Aim - Print all entries precisely as they are written.

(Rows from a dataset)
>> begin
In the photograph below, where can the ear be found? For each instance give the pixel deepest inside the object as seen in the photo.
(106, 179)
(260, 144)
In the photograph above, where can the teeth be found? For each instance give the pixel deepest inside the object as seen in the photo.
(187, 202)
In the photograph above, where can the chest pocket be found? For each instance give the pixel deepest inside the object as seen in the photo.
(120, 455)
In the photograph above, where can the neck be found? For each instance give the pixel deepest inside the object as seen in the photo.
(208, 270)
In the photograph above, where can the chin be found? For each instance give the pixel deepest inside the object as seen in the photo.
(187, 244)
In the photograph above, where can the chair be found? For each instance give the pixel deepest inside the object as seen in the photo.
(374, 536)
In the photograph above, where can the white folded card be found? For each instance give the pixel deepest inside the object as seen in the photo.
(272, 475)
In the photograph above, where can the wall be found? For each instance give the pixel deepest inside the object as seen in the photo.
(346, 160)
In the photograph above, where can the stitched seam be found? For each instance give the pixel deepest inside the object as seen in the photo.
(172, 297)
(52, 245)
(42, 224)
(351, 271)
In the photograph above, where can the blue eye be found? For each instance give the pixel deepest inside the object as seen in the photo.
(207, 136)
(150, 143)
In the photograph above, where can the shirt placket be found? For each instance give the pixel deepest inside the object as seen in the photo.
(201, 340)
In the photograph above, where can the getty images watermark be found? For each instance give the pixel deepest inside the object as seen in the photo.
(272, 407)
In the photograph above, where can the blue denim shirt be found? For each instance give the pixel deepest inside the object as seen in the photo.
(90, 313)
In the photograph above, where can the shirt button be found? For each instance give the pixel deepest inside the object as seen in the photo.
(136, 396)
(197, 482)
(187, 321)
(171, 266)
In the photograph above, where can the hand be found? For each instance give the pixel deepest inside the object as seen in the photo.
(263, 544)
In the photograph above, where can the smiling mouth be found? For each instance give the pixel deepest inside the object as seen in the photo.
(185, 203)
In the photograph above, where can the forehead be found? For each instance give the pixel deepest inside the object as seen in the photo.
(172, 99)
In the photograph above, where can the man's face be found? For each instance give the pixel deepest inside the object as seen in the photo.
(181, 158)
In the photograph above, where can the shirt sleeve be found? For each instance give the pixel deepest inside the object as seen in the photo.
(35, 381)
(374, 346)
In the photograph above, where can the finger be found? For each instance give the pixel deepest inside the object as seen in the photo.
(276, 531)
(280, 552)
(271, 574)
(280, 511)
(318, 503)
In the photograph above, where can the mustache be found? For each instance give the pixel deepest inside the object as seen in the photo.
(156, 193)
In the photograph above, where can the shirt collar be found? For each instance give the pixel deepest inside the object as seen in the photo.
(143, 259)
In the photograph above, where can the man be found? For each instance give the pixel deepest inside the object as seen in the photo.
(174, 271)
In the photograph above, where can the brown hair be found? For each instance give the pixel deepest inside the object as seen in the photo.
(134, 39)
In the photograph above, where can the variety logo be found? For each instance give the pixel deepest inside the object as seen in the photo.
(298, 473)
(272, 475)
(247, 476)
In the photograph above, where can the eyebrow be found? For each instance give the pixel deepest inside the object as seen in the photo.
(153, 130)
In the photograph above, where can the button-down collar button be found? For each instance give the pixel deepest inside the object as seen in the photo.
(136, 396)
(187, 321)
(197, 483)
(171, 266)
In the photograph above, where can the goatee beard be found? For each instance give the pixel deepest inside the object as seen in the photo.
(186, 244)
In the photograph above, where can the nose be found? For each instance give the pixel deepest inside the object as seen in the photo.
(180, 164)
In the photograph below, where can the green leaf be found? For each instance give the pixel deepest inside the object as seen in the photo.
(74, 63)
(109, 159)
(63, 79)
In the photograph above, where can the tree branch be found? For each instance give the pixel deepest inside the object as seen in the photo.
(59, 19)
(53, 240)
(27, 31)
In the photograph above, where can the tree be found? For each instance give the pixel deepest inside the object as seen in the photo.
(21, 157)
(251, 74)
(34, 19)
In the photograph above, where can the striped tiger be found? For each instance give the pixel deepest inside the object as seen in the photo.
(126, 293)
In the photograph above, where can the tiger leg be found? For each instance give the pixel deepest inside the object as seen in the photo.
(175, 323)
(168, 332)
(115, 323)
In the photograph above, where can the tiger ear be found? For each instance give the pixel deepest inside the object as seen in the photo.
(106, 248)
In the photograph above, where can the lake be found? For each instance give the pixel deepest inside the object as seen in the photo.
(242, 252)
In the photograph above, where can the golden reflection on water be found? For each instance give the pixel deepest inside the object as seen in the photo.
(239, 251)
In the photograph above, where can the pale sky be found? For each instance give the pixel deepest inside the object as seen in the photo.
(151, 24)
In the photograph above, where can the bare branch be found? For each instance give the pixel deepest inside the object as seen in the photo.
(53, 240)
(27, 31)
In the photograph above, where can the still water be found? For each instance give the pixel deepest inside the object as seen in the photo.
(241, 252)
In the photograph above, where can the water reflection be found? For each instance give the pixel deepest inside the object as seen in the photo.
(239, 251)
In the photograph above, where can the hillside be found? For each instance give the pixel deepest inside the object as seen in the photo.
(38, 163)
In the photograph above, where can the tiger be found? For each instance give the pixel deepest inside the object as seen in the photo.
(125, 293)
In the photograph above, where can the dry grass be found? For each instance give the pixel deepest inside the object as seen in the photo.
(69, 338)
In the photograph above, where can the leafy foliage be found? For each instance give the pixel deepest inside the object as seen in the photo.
>> end
Answer to the problem -
In the photograph below, where can the ear be found? For each instance give the pixel deepest inside the object as seen in the photo.
(106, 179)
(260, 144)
In the photograph above, where can the teeth be found? For each instance give the pixel deepest inside the object as seen in the photo.
(187, 202)
In the photograph above, where can the chest pocket be found? For each instance give the pixel deepest inside the object as seen in the photo.
(120, 455)
In the photograph above, where can the neck be found? For each instance give the pixel deepest inside the object as seen in the photo.
(208, 270)
In the photograph above, where can the chin be found? For each instance give the pixel deepest inside the object as seen in the photo.
(187, 244)
In the photograph above, where can the chair be found? For each instance give the pixel deepest inside the object as seen in the photo.
(374, 536)
In the photograph above, where can the white folded card be found? For each instance give the pixel deepest inside the object as seen in the photo.
(272, 475)
In the photograph above, where can the wall be found? For each instance give the pixel deepest inside the object as seen in the photo.
(346, 160)
In the photograph above, where can the stitched seam be found? For each instance give the pixel deepest inside the object as seen in the photo.
(172, 297)
(52, 245)
(42, 224)
(351, 271)
In the photograph above, where can the blue eye be found? For each instance give the pixel deepest inside the object as seen in the photo.
(207, 136)
(150, 143)
In the photograph above, where can the shirt placket be found? For each instance give the pixel deepest inside the object as seen in the photo.
(201, 340)
In the photograph above, where can the getty images watermark be found? For each instance give the pixel deepest inside the object as seen in the photo.
(272, 407)
In the photograph above, where can the blue denim shirt be found? For each instance give the pixel deepest inside the object as seen in the photo.
(90, 313)
In the photograph above, where can the shirt button be found? For each instance give the pixel deepest inside the object as seen in the photo.
(136, 396)
(197, 482)
(187, 321)
(171, 266)
In the photograph above, where can the hand be found? For each instance give the pixel deepest inside the object as seen in the photo.
(263, 544)
In the photograph above, where can the smiling mouth be found? For each instance give the pixel deepest inside the object as seen in the photo.
(185, 203)
In the photograph above, where can the forehead be found? For each instance give the pixel deepest inside the object as seen in the photo.
(172, 99)
In the photograph above, where can the man's face be found? For each instance give the pixel deepest inside the object as seen in the photo.
(181, 158)
In the photograph above, where can the shirt sleeve be found? For each instance give the pixel deepest inside the object as seen in the photo.
(35, 381)
(374, 346)
In the photograph above, where can the finger be found? For each instance give the pixel deepest inside the object as seen in the photo.
(276, 531)
(280, 552)
(271, 574)
(280, 511)
(318, 503)
In the photograph above, where can the mustache be found? For each instance give the pixel deepest inside the object as seen in the photo.
(156, 193)
In the photograph above, where can the shirt collar be found? For each instance give the pixel deepest inside the object as seen in the photo.
(143, 259)
In the photograph above, where can the man be found? For each instance give the pixel deepest inside the object as seen in the photo.
(174, 271)
In the photograph above, where can the brown hair be found? For each instance give the pixel deepest inside the object as seen in the photo.
(134, 39)
In the photograph above, where can the variety logo be found? For each instance give the pixel deepest inside the object as seen in the photo.
(298, 473)
(272, 475)
(247, 476)
In the photograph above, where can the eyebrow be found? For each instance give the pixel deepest inside the object as seen in the photo.
(153, 130)
In the photograph above, where can the button-down collar button be found? For each instance give the pixel deepest inside the object as seen in the photo.
(136, 396)
(187, 321)
(197, 483)
(171, 266)
In the photograph above, where can the goatee beard be found? For each instance give the pixel deepest inside the object as seen in the photo.
(186, 244)
In the photograph above, where can the nose be found? For each instance give the pixel deepest inside the object as seen in the photo.
(180, 164)
In the photograph below, where can the green leaf be found? For each instance give the pixel deepest inside the object as seen in the photo.
(74, 63)
(109, 159)
(63, 79)
In the photograph above, where can the tree branch be found? For each instance give the pixel deepest inside the object as seen in the photo.
(59, 19)
(53, 240)
(27, 31)
In the photograph above, where can the tree be found? For each instance give the pixel deepest inside the object as seen in the photo.
(21, 157)
(251, 74)
(34, 19)
In the photograph above, where can the striped tiger be found? For each instance give the pixel deepest inside the object as seen in the photo.
(126, 293)
In the photograph above, where can the tiger leg be found? For each instance give the pixel deepest inside the object as seen in the photo.
(175, 323)
(168, 332)
(115, 323)
In the photograph above, where can the tiger ear be found? For each instance give the pixel deepest inside the object as seen in the photo.
(106, 248)
In the photograph above, where can the lake be found? For each instance give the pixel deepest inside the object as seen in the photo.
(242, 252)
In the photograph above, where can the golden reflection on water be found? For each instance give the pixel deepest inside the object as seen in the photo.
(239, 251)
In the photograph above, where can the pale sky be found? For each instance give the pixel deepest inside the object as seen in the photo.
(151, 24)
In the photograph above, where can the bare branch be found? For each instance give the pixel deepest inside the object as seen in the photo.
(53, 240)
(27, 31)
In the photograph above, where can the still water be found? For each instance give the pixel deepest inside the object as seen in the photo.
(241, 252)
In the photograph above, where can the water reflection be found? For each instance give the pixel deepest inside the object as seen in the photo.
(239, 251)
In the photograph above, where can the hillside be found? For each instance give the pixel deepest inside the object as seen in the photo.
(38, 163)
In the photograph above, where can the tiger be found? For each instance give the pixel deepest inside the object as seen in the photo.
(125, 293)
In the photograph above, where can the dry grass be found? For each instance give the pixel deepest inside the object as seen in the photo.
(69, 338)
In the photograph above, where can the leafy foliage be found? For each instance give the pixel deepest inside the object as seen in the photo.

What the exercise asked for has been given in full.